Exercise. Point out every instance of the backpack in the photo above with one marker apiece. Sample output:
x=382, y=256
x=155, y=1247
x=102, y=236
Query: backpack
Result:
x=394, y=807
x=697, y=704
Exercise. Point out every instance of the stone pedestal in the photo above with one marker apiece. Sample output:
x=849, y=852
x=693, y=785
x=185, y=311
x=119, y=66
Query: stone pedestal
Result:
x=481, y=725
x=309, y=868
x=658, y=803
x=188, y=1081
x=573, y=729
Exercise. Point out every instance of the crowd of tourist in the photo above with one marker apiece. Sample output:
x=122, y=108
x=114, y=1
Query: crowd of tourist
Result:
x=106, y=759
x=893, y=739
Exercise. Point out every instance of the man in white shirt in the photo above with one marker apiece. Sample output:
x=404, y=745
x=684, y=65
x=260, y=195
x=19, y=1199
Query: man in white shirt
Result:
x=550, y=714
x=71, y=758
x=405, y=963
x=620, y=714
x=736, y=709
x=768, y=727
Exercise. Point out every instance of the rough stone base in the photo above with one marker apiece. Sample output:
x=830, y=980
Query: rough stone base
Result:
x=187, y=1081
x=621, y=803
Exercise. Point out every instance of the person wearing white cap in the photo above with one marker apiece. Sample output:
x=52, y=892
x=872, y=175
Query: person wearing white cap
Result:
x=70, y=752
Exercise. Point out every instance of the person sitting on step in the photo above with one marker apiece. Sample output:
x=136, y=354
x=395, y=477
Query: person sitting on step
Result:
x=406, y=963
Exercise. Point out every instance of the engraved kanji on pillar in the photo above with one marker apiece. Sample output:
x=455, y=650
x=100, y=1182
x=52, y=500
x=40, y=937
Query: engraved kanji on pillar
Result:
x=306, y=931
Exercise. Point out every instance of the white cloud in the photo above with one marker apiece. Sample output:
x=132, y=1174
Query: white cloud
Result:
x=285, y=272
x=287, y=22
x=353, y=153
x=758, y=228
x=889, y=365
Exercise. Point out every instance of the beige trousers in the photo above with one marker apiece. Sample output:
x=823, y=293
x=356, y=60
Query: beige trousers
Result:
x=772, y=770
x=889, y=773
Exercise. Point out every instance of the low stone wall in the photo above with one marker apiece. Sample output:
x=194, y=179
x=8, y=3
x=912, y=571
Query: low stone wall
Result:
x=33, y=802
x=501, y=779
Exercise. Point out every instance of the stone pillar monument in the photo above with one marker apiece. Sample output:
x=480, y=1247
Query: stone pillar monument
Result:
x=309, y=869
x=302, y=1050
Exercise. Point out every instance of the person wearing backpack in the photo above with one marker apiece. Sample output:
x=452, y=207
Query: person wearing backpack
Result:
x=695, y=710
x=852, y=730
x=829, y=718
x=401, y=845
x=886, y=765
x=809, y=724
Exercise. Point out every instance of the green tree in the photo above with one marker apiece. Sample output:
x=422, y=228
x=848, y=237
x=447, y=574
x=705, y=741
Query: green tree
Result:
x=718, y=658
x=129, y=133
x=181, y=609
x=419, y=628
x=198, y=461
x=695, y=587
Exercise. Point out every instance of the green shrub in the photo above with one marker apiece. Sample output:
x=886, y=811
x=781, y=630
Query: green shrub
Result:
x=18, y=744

----------

### EXERCISE
Find the lines in the data that include "stone", then copy each of them.

### EXERCISE ANSWER
Exercise. Point out every instance of the stone pedestal in the photo above with one marker apiece. Sample output:
Query: stone pedestal
Exercise. Point out every instance of the rough stone base in the photo above with one marker apiece. Sample output:
Query: rough stone base
Exercise. Point out every instance of the low stone wall in the photo above with one marker apiece. Sample output:
Query: low stone wall
Exercise. Point out every instance of the stone pillar monument in the photo above with one marker apiece. Sample output:
Query: stone pillar monument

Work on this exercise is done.